Extract every line of the records below verbatim, changing nothing.

Some records:
-- START --

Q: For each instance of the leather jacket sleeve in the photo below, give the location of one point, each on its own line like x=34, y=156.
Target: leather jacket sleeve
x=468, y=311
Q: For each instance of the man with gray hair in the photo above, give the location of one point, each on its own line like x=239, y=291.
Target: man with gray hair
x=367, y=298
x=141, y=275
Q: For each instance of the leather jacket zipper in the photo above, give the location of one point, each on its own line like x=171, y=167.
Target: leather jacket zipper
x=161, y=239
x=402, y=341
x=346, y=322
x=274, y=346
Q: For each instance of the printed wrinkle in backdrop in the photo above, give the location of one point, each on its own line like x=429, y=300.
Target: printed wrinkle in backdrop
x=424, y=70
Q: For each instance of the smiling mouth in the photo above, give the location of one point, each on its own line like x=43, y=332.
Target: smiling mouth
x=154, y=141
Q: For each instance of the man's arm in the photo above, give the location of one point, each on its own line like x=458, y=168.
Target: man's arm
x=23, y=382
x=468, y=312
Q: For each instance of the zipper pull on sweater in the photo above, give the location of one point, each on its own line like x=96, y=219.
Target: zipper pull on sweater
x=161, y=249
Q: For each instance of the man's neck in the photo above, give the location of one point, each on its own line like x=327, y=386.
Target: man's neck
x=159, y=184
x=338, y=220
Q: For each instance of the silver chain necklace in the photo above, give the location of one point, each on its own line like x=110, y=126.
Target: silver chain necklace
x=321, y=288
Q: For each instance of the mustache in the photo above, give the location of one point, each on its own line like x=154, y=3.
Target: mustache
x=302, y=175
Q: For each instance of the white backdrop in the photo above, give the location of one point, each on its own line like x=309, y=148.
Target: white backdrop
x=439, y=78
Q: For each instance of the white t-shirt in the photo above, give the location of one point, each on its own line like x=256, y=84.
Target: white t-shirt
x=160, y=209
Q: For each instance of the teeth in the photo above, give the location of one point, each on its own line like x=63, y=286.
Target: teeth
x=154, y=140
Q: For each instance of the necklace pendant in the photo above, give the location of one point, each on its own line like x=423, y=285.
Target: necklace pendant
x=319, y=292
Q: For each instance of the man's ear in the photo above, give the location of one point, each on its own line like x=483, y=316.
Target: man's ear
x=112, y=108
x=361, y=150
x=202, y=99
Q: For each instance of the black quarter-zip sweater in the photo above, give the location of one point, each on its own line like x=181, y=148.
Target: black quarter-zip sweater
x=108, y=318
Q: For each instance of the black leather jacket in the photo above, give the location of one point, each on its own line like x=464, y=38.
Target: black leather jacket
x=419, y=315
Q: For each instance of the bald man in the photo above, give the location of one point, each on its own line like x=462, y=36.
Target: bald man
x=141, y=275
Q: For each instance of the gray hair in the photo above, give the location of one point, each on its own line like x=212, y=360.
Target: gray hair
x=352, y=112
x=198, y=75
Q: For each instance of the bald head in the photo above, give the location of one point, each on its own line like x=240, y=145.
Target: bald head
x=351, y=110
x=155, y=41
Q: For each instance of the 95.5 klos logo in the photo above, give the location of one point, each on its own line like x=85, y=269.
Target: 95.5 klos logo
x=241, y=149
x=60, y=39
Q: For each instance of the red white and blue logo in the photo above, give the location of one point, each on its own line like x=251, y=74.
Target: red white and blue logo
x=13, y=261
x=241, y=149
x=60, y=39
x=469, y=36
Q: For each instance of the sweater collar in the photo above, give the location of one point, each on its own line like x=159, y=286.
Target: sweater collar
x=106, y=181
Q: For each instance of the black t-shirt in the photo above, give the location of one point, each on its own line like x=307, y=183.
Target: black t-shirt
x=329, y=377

-- END --

▸ THE RESULT:
Q: For each instance of the leather jacket sleeve in the photo below, give the location of one point, each on its own line like x=34, y=156.
Target: leather jacket sleeve
x=468, y=311
Q: For each instance of the man with gray hair in the photo above, give the location of one point, each on its own line like x=239, y=291.
Target: man with gray hair
x=367, y=298
x=141, y=275
Q: For each instance of the leather jacket zipper in the photo above, give the location of one point, each on its own line like x=171, y=167.
Target: leather jacket zipper
x=161, y=239
x=402, y=341
x=346, y=322
x=274, y=346
Q: For each instance of the printed wrinkle in backdrop in the photo above, give the location of one point, each on its own line like x=429, y=300.
Target: printed wrinkle in backdrop
x=424, y=70
Q: For each instance of the smiling mouth in the photo above, give the location of one point, each on its own line like x=43, y=332.
Target: smiling mouth
x=154, y=141
Q: For each instance of the man's arm in the photo above, give the location of one point, each on its own line like x=458, y=168.
Target: man's arm
x=23, y=382
x=468, y=312
Q: For each instance of the zipper pull on sweater in the photo above, give the location of one point, each on its own line like x=96, y=219.
Target: zipper pull on sweater
x=161, y=249
Q: For each instance of the man's neck in the photo above, give the location of one point, each on its own line like x=327, y=386.
Target: man's neck
x=159, y=184
x=338, y=220
Q: For each instance of the silver chain necklace in the photo above, give the location of one point, each on its own line like x=110, y=126.
Target: silver chain necklace
x=321, y=288
Q: For each instance of the mustache in the photo above, give the location of one point, each on its own line like x=154, y=3.
Target: mustache
x=302, y=175
Q: For each instance of the white backdrop in the photo above, give the location of one point, each on its own line like x=309, y=148.
Target: white backdrop
x=439, y=78
Q: For each instance of the white t-shirt in the photo above, give the location of one point, each on its own line like x=256, y=84.
Target: white t-shirt
x=160, y=209
Q: For each instance of the teeth in the photo above, give the location of one point, each on its own line like x=63, y=286.
Target: teeth
x=154, y=140
Q: For each instance of the necklace pendant in the photo above, give the location of one point, each on its own line like x=423, y=285.
Target: necklace pendant
x=319, y=292
Q: For each instance of the man's ear in the photo above, give the location of one point, each on its own line like x=483, y=316.
Target: man's ear
x=112, y=108
x=361, y=150
x=202, y=99
Q: For each instance of the black quarter-zip sweater in the photo above, give the location of one point, each on its own line like x=181, y=148.
Target: black quarter-zip sweater
x=108, y=318
Q: For each instance of the black leather jacket in the photo above, give the location of one point, each on its own line like x=464, y=38.
Target: black leather jacket
x=419, y=315
Q: For each instance of the bald man in the photo above, give the location of one point, each on its own line like x=462, y=36.
Target: bald man
x=141, y=275
Q: For each instance of the gray hair in the photo above, give the location of one point, each on its own line like x=212, y=360.
Target: gray hair
x=352, y=112
x=198, y=75
Q: For each instance of the bald head in the photo above, give the location of one point, each on its own line like x=240, y=145.
Target: bald head
x=351, y=110
x=155, y=41
Q: For each instance of the 95.5 klos logo in the photo above, give the location of one point, each on its own line like x=85, y=269.
Target: 95.5 klos logo
x=241, y=149
x=60, y=39
Q: For each instance of the red white and blue logo in the photo above, give the location of one point, each on its own line like x=251, y=74.
Target: red white and blue logo
x=13, y=261
x=241, y=149
x=60, y=39
x=469, y=36
Q: For each instance of the sweater collar in the photo above, give the location of one point, each on its own line like x=159, y=286.
Target: sweater collar
x=106, y=181
Q: For each instance of the black t-shirt in the photo above, give the location of one point, each on its own line like x=307, y=183.
Target: black t-shirt
x=329, y=377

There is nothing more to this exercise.